PROBLEM TO WORK ON: The response should consist of the data below, copied exactly, with no pictures in it.

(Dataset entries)
Content starts

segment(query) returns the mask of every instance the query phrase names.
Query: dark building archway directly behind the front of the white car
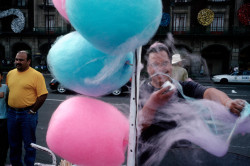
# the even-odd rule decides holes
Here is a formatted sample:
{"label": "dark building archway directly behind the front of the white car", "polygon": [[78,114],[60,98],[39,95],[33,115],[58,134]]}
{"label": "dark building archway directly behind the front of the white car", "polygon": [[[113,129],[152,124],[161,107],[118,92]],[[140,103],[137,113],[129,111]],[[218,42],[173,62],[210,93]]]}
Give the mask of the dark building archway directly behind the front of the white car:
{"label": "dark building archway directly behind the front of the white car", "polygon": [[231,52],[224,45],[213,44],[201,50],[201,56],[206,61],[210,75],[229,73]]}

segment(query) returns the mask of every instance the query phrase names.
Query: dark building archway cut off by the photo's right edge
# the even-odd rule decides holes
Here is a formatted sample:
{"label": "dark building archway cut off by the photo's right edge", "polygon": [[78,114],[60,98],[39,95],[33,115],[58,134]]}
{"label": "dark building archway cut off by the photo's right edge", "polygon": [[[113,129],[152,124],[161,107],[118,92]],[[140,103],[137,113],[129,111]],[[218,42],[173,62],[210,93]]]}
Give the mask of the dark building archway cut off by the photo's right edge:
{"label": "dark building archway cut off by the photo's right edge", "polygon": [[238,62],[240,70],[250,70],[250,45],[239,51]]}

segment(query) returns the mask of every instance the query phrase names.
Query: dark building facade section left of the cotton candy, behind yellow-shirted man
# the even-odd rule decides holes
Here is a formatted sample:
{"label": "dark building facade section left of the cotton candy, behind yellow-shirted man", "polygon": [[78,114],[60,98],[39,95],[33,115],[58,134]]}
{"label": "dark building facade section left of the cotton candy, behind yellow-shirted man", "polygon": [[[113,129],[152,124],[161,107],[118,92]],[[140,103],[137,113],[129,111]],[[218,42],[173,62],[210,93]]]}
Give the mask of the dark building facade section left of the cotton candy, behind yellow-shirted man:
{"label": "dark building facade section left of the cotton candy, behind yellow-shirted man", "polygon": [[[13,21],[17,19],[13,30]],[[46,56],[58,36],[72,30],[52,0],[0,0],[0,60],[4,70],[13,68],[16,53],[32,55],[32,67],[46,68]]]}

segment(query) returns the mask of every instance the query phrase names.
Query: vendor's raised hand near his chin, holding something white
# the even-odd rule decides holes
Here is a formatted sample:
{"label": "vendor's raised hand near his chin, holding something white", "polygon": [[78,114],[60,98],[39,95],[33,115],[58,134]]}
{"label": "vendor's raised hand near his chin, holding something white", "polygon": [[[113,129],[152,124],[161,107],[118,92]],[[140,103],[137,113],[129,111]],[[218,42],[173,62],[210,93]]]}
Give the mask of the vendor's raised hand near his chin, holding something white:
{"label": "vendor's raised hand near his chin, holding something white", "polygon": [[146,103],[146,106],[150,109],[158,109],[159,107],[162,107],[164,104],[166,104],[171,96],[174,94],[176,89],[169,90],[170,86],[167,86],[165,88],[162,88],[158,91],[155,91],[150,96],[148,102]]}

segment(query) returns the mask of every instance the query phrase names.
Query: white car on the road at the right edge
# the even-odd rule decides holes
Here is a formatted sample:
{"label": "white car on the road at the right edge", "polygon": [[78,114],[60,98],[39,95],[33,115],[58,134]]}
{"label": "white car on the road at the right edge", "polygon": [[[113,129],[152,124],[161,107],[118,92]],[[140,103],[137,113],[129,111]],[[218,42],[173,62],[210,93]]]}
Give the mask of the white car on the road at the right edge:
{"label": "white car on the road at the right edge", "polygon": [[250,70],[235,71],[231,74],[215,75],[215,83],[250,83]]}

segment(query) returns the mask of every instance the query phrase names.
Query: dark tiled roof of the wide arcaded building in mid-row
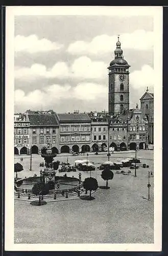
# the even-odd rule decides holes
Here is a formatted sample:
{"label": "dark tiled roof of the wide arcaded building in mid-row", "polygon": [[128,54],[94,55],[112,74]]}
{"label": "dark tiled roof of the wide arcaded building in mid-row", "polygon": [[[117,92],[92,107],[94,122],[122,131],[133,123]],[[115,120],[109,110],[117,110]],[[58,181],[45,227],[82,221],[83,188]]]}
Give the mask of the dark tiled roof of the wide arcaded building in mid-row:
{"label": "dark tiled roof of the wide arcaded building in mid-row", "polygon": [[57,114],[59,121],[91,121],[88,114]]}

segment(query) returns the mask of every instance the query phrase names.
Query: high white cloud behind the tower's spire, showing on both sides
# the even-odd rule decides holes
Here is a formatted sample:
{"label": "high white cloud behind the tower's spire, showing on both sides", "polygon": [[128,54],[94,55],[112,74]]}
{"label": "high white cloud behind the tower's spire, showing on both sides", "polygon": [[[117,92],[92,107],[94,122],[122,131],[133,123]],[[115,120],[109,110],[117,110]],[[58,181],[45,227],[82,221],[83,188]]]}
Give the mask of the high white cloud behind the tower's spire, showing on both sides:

Content ends

RESULT:
segment(query) returns the mask of every instance the query phrase names.
Query: dark building archway directly behind the front of the white car
# the even-odd rule decides holes
Here is a formatted sample:
{"label": "dark building archway directly behind the front of the white car", "polygon": [[78,114],[60,98],[39,95],[33,115],[58,134]]}
{"label": "dark building archway directly behind the front of the white car", "polygon": [[[113,129],[152,124],[161,107],[118,92]],[[140,103],[137,113],[129,111]],[[218,42],[173,62],[210,93]]]}
Give the mask of the dark building archway directly behind the front of the white car:
{"label": "dark building archway directly behind the front of the white car", "polygon": [[231,52],[224,45],[213,44],[201,50],[201,56],[206,61],[210,75],[229,73]]}

segment(query) returns the mask of every instance the query phrase names.
Query: dark building archway cut off by the photo's right edge
# the even-odd rule decides holes
Here is a formatted sample:
{"label": "dark building archway cut off by the photo's right edge", "polygon": [[78,114],[60,98],[39,95],[33,115],[58,134]]}
{"label": "dark building archway cut off by the photo's right edge", "polygon": [[[113,129],[152,124],[161,107],[118,92]],[[140,103],[137,113],[129,111]],[[218,42],[173,62],[210,93]]]}
Give the mask of the dark building archway cut off by the photo's right edge:
{"label": "dark building archway cut off by the photo's right edge", "polygon": [[238,62],[240,70],[250,70],[250,45],[239,51]]}

segment(query) returns the mask of every instance the query phrase names.
Query: dark building facade section left of the cotton candy, behind yellow-shirted man
# the even-odd rule decides holes
Here is a formatted sample:
{"label": "dark building facade section left of the cotton candy, behind yellow-shirted man", "polygon": [[78,114],[60,98],[39,95],[33,115],[58,134]]}
{"label": "dark building facade section left of the cotton candy, behind yellow-shirted man", "polygon": [[[113,129],[152,124],[161,107],[118,92]],[[140,103],[137,113],[129,111]],[[218,42],[173,62],[210,93]]]}
Give the mask of the dark building facade section left of the cotton candy, behind yellow-shirted man:
{"label": "dark building facade section left of the cotton candy, behind yellow-shirted man", "polygon": [[[13,21],[17,19],[13,30]],[[46,56],[58,36],[72,30],[52,0],[0,0],[0,60],[4,70],[13,68],[16,53],[32,55],[32,67],[46,68]]]}

segment(query) returns the mask of every instance the query phrase names.
Query: vendor's raised hand near his chin, holding something white
# the even-odd rule decides holes
Here is a formatted sample:
{"label": "vendor's raised hand near his chin, holding something white", "polygon": [[78,114],[60,98],[39,95],[33,115],[58,134]]}
{"label": "vendor's raised hand near his chin, holding something white", "polygon": [[[113,129],[152,124],[161,107],[118,92]],[[140,103],[137,113],[129,111]],[[218,42],[173,62],[210,93]]]}
Give the mask of the vendor's raised hand near his chin, holding something white:
{"label": "vendor's raised hand near his chin, holding something white", "polygon": [[146,103],[146,106],[150,109],[158,109],[159,107],[162,107],[164,104],[166,104],[171,96],[174,94],[176,89],[169,90],[170,86],[167,86],[165,88],[162,88],[158,91],[155,91],[150,96],[148,102]]}

segment(query) returns the mask of every instance the query phrase names.
Query: white car on the road at the right edge
# the even-odd rule decides holes
Here is a formatted sample:
{"label": "white car on the road at the right edge", "polygon": [[78,114],[60,98],[39,95],[33,115],[58,134]]}
{"label": "white car on the road at the right edge", "polygon": [[[113,129],[152,124],[161,107],[118,92]],[[140,103],[137,113],[129,111]],[[218,42],[173,62],[210,93]]]}
Give the mask of the white car on the road at the right edge:
{"label": "white car on the road at the right edge", "polygon": [[250,70],[235,71],[231,74],[215,75],[215,83],[250,83]]}

segment(query) returns the mask of every instance the query phrase names.
Query: dark tiled roof of the wide arcaded building in mid-row
# the even-odd rule decides holes
Here is a formatted sample:
{"label": "dark tiled roof of the wide arcaded building in mid-row", "polygon": [[128,54],[94,55],[112,74]]}
{"label": "dark tiled roof of the wide arcaded building in mid-row", "polygon": [[[117,92],[92,107],[94,122],[122,131],[133,123]],[[115,120],[109,110],[117,110]],[[58,181],[45,227],[82,221],[83,188]]]}
Give the mask of the dark tiled roof of the wide arcaded building in mid-row:
{"label": "dark tiled roof of the wide arcaded building in mid-row", "polygon": [[57,114],[59,121],[91,121],[88,114]]}

segment(query) returns the mask of every instance the query phrase names.
Query: high white cloud behind the tower's spire, showing on both sides
# the even-odd rule decides holes
Here is a formatted sample:
{"label": "high white cloud behind the tower's spire, showing on both sides", "polygon": [[128,54],[94,55],[112,74]]}
{"label": "high white cloud behind the tower's spire, showing on both sides", "polygon": [[[117,92],[92,107],[94,122],[122,131],[133,123]],[[115,120],[109,110],[117,110]],[[58,181],[45,227],[82,221],[83,188]]]}
Give the mask of the high white cloud behind the tower's spire, showing on both sides:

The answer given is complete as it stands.